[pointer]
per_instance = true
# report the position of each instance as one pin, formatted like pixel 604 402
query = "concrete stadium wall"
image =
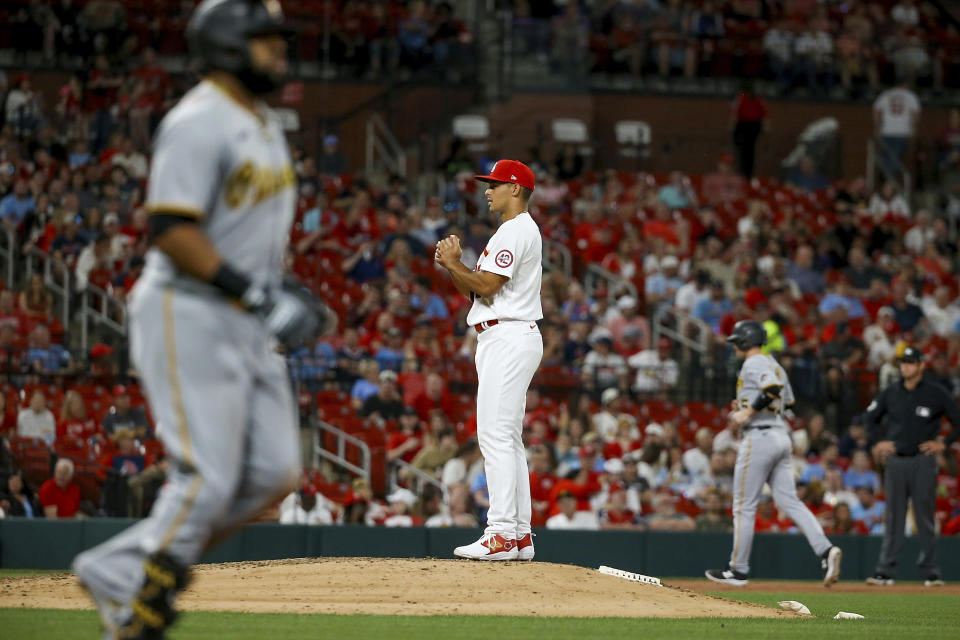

◆ To do
Copy the material above line for line, leaving out the pictures.

◆ Output
[pointer]
per_instance = true
# report the position of each instance as one pin, formatted like pixel 604 402
query = "concrete stadium wall"
image =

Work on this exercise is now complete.